▶ **EXCERTO DO DOCUMENTO**
───

Acórdão nº 23/14.2T8VCT-A.G1 de Tribunal da Relação de Guimarães, 23 de Fevereiro de 2017

Magistrado ResponsávelFERNANDO FERNANDES FREITAS
Data da Resolução23 de Fevereiro de 2017
EmissorTribunal da Relação de Guimarães

SUMÁRIO: I – As provas têm por função a demonstração da realidade dos factos, não se exigindo, porém, que a demonstração conduza a uma verdade absoluta (objectivo que seria impossível de atingir) mas tão-só a um elevado grau de probabilidade, suficiente para as necessidades práticas da vida.

II – Atento o teor do art.º 41.º, n.º 1 do actual Regime Geral do Processo Tutelar Cível, continua válido e actual o entendimento, que era uniforme, de que só o incumprimento grave e reiterado do progenitor remisso justifica que seja condenado em multa, somente relevando, quanto à culpa, o dolo no incumprimento.

III – A recusa ou o atraso na entrega da criança só têm relevância se forem significativos, se tais condutas, pela sua gravidade, demonstrem uma verdadeira ruptura na relação que, habitualmente, a criança tem com os seus progenitores, devendo ser os interesses da criança que primordialmente se hão-de considerar na aferição da gravidade do comportamento do incumpridor.

IV – O domicílio da criança é determinado pelo domicílio do/a progenitor/a guardiã/o, nos termos do art.º 85.º, n.º 1 do C.C., e por ser na casa desta/e que sentirá a sua vida organizada, sentirá a estabilidade do lar, no sentido lato do termo, se sentirá radicada, porque é aí que se encontra a sua “âncora”, que é a sua figura primária de referência.

V – Não se provando qualquer facto que indicie ter a mãe, progenitora guardiã, tentado, sequer, influenciar negativamente o filho no sentido de evitar ou dificultar a reaproximação ao pai, inscreve-se no dever de protecção da criança toda a sua actuação posterior aos dois factos que estiveram na origem da interrupção temporária das visitas, por os mesmos terem provocado acentuado desequilíbrio psicológico na criança.

VI – Se a mãe, progenitora guardiã, motu proprio, fez restabelecer as visitas quando constatou ter-se restabelecido o sentimento de confiança da criança no pai, também se não pode imputar-lhe um prolongamento fictício e, por isso, injustificado, da situação motivadora da suspensão das visitas, não tendo, por isso, sido culposa a sua actuação, porque ocorreu uma causa justificativa relevante, não merecendo, assim, o juízo de censura que constitui a condenação em multa.

───

▶ **LINHAS FORNECIDAS**

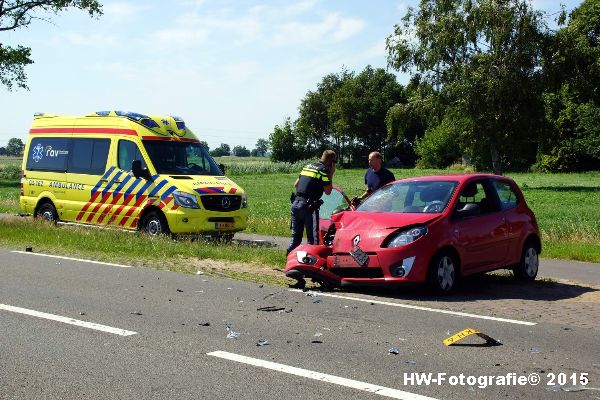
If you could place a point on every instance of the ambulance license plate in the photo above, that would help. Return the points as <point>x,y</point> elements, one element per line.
<point>360,256</point>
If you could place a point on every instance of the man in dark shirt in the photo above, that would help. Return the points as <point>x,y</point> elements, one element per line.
<point>375,177</point>
<point>315,178</point>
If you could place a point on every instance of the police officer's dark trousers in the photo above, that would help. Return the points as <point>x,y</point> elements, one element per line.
<point>304,216</point>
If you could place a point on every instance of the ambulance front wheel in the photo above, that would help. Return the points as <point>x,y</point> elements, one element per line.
<point>155,224</point>
<point>47,212</point>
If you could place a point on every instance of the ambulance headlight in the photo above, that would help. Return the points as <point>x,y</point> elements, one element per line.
<point>186,200</point>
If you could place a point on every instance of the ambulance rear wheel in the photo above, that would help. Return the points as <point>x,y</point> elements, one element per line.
<point>47,212</point>
<point>155,224</point>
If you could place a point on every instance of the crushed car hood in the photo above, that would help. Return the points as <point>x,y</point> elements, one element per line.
<point>372,228</point>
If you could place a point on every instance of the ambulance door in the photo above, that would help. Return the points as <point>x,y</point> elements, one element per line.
<point>90,179</point>
<point>131,194</point>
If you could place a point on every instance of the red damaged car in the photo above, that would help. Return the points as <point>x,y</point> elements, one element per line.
<point>431,229</point>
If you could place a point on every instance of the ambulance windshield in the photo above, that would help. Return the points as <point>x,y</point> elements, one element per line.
<point>181,158</point>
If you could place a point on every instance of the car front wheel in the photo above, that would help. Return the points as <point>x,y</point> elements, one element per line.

───

De acordo com o sumário do acórdão, que incumprimento do progenitor remisso justifica a sua condenação em multa?

▶ **RESOLUÇÃO PROPOSTA**
Só o incumprimento grave e reiterado, relevando quanto à culpa apenas o dolo no incumprimento.